- Task item: Word for word, copy every line of the data.

- Stored data entries:
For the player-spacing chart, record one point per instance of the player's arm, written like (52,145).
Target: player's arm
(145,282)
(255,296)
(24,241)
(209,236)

- Output for this task:
For the player-spacing chart, record one point per instance of the player's arm, written like (52,145).
Target: player's arm
(145,282)
(255,296)
(24,241)
(209,236)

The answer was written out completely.